Information supplied ▸
<<<<

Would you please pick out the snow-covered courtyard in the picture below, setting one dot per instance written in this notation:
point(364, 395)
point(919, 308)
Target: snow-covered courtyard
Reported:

>>>>
<<<<

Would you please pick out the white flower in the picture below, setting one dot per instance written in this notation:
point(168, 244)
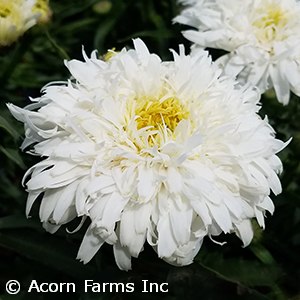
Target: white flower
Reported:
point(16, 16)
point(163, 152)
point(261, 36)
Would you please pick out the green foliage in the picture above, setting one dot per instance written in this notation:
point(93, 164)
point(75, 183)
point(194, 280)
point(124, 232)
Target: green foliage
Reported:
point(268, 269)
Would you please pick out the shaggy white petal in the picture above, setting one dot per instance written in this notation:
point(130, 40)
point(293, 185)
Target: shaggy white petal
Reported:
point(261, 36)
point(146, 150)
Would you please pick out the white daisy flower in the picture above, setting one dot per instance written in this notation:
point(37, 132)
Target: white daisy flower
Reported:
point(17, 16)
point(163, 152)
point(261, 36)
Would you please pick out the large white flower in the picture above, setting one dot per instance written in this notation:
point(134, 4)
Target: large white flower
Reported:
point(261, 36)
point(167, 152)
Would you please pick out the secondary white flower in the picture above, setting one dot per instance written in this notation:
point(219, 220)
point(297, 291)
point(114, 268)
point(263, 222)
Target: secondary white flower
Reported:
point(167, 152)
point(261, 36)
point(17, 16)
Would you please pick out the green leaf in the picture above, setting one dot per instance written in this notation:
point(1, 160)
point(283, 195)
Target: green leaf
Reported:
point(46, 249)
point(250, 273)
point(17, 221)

>>>>
<<<<

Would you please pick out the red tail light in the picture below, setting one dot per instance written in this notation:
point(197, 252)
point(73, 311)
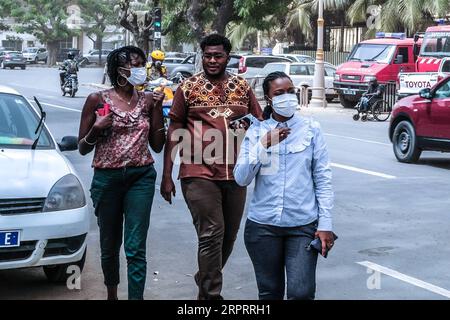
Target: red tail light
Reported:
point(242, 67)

>>>>

What the task requires ▸
Pull out each line of the items above that contains the string "daisy" and copy it unchanged. Matching is case-sensitive.

Answer to the exercise ▸
Would you please pick out the white daisy flower in the picture above, setting one dot per instance written in this notation:
Target: white daisy flower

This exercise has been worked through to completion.